__Instructions__.
**1)** In the forum thread, what color are Xiralaz's chitin plates?
**2)** Reproduce the forum thread word for word, starting at "I'd really like" and ending at "questions), go ahead.".

__Excerpt provided__.

· · ·

It was on a private transport that Xira was able to save the ship from a pirate attack. On the ship was a noble’s daughter. Her skills caught the attention of all and the noble who offered Xira a position in the Republic Military. Xira found it a great place to put her skills to work while serving a cause.


*Description:*
Xiralaz is a younger Verpine that if one knew the species might guess she is not much older than an adult. She is smaller than most of her kind at a little over five and half feet tall but retains the gangly appearance of the race. Her chitin plates are a darker greenish brown in color. Xiralaz tends to dress, when not in issued uniform of the Republic Navy, in darker browns. She also has a shoulder of some well taken care of animal hide. Within she tends to keep all her tools and equipment within neat roll out equipment pouches. At her side is holstered a heavy blaster pistol and a sun baton. While still a youngster, she seems to have some air of confidence about herself. Ready to prove she can do whatever is needed of her. 


[/sblock]


----------



## perrinmiller (Jun 1, 2010)

After PMing to songdragon concerning a different SWSE game, I thought I would pop in here and make an inquiry.  Since I already play in possum's DoD game with songdragon, perhaps you would consider accepting another player.

I haven't actually considered a specific character yet, but I figured I would ask first before getting ahead of myself.  About half of my Saga experience is actually in possum's game, so I am pretty much a FNG, but I learn quickly.


----------



## drothgery (Jun 1, 2010)

I'd really like to have six active players, so if you'd like to poke around this thread, the IC thread, and the characters thread and then post an idea (or ask me any questions), go ahead.


----------



## Songdragon (Jun 1, 2010)

Drothgery, posted an updated character (in my previous post). Is it alright or still need work? Or anything else? 

~ Songdragon ~


----------



## drothgery (Jun 1, 2010)

Songdragon said:


> Drothgery, posted an updated character (in my previous post). Is it alright or still need work? Or anything else?
> 
> ~ Songdragon ~




Looks good.


----------



## Songdragon (Jun 2, 2010)

Great. Not sure how you wish to intro Xiralaz to the the others. Looking at the IC posts, depends how far away Zee is and how big the fighter is. I know most are one man craft, but there were modified B-Wings that held two. Whatever works best for you though.

What what would the minor rank that Xira hold be?

· · ·

Items listed in a dataset
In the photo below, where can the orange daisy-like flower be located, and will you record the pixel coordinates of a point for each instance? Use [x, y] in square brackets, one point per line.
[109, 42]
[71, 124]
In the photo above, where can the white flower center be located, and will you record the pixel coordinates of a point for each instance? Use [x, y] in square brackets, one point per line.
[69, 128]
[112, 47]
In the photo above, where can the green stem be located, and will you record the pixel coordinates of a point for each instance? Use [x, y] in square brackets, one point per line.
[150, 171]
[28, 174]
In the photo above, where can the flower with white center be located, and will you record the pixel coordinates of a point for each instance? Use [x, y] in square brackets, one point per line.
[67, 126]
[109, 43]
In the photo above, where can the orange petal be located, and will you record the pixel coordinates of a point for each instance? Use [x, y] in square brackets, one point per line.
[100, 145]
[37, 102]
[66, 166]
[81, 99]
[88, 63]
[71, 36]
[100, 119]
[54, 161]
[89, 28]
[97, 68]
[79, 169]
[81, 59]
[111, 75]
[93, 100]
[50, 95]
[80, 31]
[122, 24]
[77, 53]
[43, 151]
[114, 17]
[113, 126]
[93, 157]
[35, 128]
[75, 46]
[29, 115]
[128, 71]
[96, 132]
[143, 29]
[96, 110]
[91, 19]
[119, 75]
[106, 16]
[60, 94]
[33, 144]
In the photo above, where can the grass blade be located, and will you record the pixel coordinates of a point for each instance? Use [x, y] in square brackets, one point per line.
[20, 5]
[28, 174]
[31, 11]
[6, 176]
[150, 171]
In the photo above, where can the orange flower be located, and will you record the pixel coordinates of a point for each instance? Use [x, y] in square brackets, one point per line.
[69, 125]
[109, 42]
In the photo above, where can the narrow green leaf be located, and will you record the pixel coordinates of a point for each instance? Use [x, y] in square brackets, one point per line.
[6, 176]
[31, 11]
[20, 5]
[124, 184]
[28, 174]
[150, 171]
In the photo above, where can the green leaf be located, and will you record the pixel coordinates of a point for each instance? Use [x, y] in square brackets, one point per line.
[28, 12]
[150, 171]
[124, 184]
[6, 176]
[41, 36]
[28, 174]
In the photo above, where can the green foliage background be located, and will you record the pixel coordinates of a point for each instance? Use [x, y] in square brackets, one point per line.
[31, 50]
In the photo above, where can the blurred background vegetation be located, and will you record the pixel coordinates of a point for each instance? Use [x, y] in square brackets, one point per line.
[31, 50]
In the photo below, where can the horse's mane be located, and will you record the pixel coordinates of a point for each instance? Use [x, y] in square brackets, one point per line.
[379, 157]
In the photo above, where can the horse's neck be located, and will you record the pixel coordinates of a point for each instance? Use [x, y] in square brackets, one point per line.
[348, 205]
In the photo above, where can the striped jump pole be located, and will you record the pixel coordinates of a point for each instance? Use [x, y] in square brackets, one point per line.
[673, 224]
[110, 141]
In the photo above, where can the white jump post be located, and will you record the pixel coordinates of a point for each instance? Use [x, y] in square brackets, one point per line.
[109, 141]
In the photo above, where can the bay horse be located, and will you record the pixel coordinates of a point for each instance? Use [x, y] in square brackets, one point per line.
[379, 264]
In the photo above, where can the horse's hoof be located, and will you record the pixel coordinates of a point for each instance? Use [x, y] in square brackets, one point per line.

· · ·

__Responses per task__.
**1)** A darker greenish brown.

**2)**
I'd really like to have six active players, so if you'd like to poke around this thread, the IC thread, and the characters thread and then post an idea (or ask me any questions), go ahead.